What is needed: Please copy out the stretch of entries below from their start through the line that contains "[142,94,275,195]", both ends included, keeping the requests and multiplying every bounding box coordinate by 2.4, rounded to whole numbers with halves going up. Give only that stretch, and leave the pictures out.
- - - - -
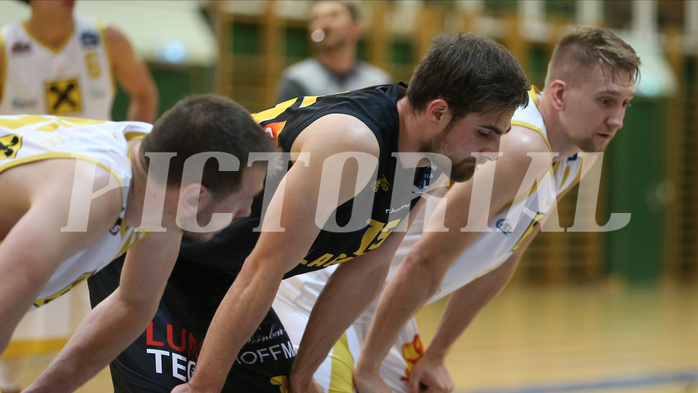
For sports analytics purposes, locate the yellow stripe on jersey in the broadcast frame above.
[511,120,553,152]
[0,31,7,102]
[0,153,124,188]
[511,213,545,252]
[300,96,317,108]
[0,115,107,132]
[95,18,118,95]
[329,332,354,392]
[22,21,75,54]
[252,98,298,123]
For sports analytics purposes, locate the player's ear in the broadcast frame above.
[178,183,213,216]
[548,79,569,111]
[427,98,451,124]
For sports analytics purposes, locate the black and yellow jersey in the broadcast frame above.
[180,84,432,276]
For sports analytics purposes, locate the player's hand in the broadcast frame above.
[288,378,325,393]
[354,368,391,393]
[406,353,455,393]
[172,383,209,393]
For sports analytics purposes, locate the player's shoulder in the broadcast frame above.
[500,124,550,156]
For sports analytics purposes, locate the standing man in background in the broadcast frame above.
[0,0,158,393]
[277,1,390,102]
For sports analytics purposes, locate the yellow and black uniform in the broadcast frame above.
[90,84,432,393]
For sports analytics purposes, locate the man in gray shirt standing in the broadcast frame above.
[277,1,391,102]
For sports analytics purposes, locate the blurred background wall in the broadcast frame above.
[0,0,698,284]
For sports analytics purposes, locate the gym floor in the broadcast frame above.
[23,283,698,393]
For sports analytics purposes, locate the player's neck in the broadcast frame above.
[397,97,426,152]
[538,94,579,161]
[26,14,75,49]
[315,45,356,75]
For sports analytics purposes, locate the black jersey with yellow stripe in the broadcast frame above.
[180,83,432,277]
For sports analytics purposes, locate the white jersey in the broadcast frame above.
[274,87,582,393]
[429,87,583,303]
[0,115,152,308]
[0,16,116,120]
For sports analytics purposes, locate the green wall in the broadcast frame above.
[601,98,667,283]
[112,65,214,121]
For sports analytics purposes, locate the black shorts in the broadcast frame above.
[88,258,295,393]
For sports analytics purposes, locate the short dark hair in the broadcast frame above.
[407,33,531,121]
[313,0,361,22]
[545,26,640,86]
[142,94,275,195]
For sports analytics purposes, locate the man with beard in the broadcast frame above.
[346,27,640,393]
[0,95,272,392]
[80,34,530,393]
[277,1,390,102]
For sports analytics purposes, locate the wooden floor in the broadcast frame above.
[420,285,698,393]
[14,284,698,393]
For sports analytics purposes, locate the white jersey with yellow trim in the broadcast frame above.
[424,87,583,303]
[0,115,152,308]
[0,16,116,120]
[273,87,582,393]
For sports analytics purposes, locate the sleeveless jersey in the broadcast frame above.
[175,84,432,277]
[429,87,583,303]
[0,115,147,307]
[0,16,116,120]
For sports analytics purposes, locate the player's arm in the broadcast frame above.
[173,114,379,392]
[408,152,595,393]
[0,159,121,352]
[105,26,158,124]
[354,127,547,393]
[26,231,181,393]
[289,200,424,393]
[408,239,528,393]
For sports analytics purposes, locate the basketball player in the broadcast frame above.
[0,0,158,123]
[99,35,530,393]
[0,95,272,391]
[346,27,640,393]
[0,1,158,393]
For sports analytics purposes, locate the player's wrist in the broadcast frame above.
[422,344,448,363]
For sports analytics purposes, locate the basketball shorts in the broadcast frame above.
[88,258,295,393]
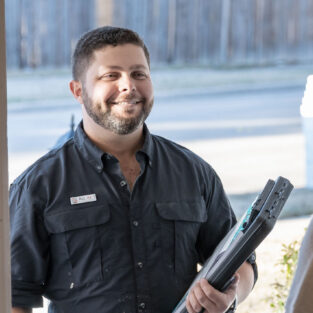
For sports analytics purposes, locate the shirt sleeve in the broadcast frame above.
[198,165,258,284]
[9,184,49,308]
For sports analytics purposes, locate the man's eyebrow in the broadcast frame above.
[106,64,147,71]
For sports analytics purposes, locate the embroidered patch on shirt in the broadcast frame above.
[70,193,97,205]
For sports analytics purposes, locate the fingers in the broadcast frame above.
[186,274,239,313]
[186,282,212,313]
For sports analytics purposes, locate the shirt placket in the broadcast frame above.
[104,153,151,313]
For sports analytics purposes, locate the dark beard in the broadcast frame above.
[83,90,153,135]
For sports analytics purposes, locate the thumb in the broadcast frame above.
[226,273,240,295]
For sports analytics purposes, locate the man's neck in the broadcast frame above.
[84,118,144,159]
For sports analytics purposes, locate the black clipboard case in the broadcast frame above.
[172,176,293,313]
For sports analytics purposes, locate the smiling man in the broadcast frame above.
[10,27,256,313]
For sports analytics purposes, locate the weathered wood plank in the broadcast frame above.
[6,0,313,67]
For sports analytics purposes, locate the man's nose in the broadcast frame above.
[119,75,136,92]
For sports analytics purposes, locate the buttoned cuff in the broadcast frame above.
[12,280,44,308]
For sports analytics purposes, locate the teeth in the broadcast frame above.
[112,101,141,105]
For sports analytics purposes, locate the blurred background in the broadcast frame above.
[6,0,313,313]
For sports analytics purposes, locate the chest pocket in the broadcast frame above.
[45,205,112,286]
[156,199,208,280]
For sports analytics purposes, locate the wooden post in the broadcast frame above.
[0,0,11,313]
[220,0,231,64]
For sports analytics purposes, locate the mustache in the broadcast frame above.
[106,94,145,103]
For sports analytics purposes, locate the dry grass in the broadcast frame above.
[237,217,310,313]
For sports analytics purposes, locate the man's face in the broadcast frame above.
[82,44,153,135]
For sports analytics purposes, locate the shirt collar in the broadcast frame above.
[74,121,153,172]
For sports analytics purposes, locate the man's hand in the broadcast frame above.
[186,274,239,313]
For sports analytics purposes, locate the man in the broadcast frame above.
[10,27,254,313]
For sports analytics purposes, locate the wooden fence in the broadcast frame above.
[6,0,313,67]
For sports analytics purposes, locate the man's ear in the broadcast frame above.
[69,80,83,104]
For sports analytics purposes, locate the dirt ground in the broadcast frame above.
[237,217,310,313]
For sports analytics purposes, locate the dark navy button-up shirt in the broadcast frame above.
[10,123,239,313]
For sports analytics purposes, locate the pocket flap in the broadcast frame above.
[156,199,208,223]
[45,205,110,233]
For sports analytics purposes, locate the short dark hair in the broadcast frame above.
[72,26,150,80]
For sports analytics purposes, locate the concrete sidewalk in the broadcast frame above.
[7,65,313,110]
[8,65,313,215]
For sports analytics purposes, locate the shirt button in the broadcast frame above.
[137,262,143,268]
[97,165,102,171]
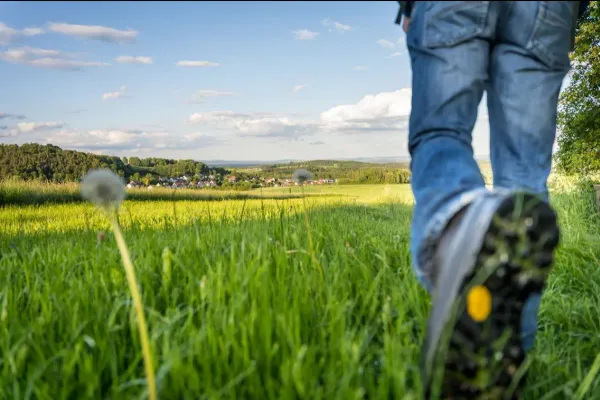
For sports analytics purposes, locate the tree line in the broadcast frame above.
[0,143,410,186]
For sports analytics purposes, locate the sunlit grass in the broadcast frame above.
[0,185,600,399]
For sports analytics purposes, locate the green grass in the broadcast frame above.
[0,181,340,206]
[0,185,600,400]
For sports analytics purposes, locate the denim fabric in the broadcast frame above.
[407,1,574,350]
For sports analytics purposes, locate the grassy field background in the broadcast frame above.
[0,185,600,399]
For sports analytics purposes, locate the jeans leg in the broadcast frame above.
[407,1,494,290]
[487,1,573,350]
[487,1,573,200]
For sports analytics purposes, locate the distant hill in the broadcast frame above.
[204,156,410,168]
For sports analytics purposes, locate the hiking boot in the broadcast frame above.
[423,193,559,399]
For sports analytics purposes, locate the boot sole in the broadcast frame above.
[426,194,559,399]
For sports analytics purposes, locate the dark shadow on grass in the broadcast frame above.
[0,191,345,207]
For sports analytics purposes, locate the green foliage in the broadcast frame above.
[0,144,410,190]
[239,160,410,184]
[556,1,600,175]
[0,184,600,400]
[0,143,131,182]
[0,143,213,183]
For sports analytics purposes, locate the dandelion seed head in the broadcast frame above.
[81,169,126,211]
[292,169,313,183]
- - - - -
Solution to the exercise:
For sports analytics purposes, locate the yellow stripe on jersey in the broadcast frame above.
[1226,288,1327,365]
[0,74,17,245]
[0,367,298,451]
[1226,511,1308,605]
[720,230,761,259]
[0,276,257,317]
[228,43,283,228]
[790,797,850,941]
[53,50,180,130]
[605,235,715,295]
For sports analytics purposes, locate the player's ear in the broadcast frame above.
[427,439,511,518]
[1315,190,1366,266]
[1025,235,1082,298]
For sports analytics purposes, locate the black and yellow jersey in the broadcast frame above.
[432,202,1037,662]
For sports analytics purposes, locate the player's hand in the broadcast frame above.
[691,907,780,943]
[850,883,938,943]
[974,847,1092,943]
[413,919,502,943]
For sports analytics purposes, locate the player's shoulder in the broadcast frame above.
[1200,298,1320,374]
For sports analytics purposes, locate the standing man in background in the broadcast frame above.
[0,0,379,943]
[665,2,936,245]
For sports analytics purposes, locate the yellow and black uniform in the broadcast frame above.
[216,202,1037,943]
For sports analytics purposes, locate the man in gray shirt standing in the broadcast frame above.
[665,2,938,245]
For sports analytics purposes, locate the blurred background wall in the broadcast frame above.
[0,0,1675,682]
For sports analytics purposes, locate the gym floor in the broadcast frame above.
[55,679,1675,943]
For sports analytics purposes, locate the player's neck in the broadcast frame above.
[953,233,1022,365]
[1291,226,1390,386]
[62,34,180,118]
[756,108,854,180]
For sports analytics purposes, locate the black jersey with yellow stripe in the broadcast frame above.
[432,199,1037,665]
For sports analytics purposes, locate the white jersey in the broadcast frame above.
[658,209,1397,943]
[1030,209,1399,727]
[0,276,365,739]
[0,38,278,288]
For sports analytics purposes, locate the green wall in the broadcast frame above.
[1442,235,1601,679]
[269,156,514,290]
For sports analytics purposes, locate the black shorts in the broadcast frame above.
[211,619,708,943]
For sports analytics purposes, locate the short dark hair in the broadcast frame above.
[977,79,1274,290]
[751,0,866,53]
[1308,62,1536,206]
[341,226,660,468]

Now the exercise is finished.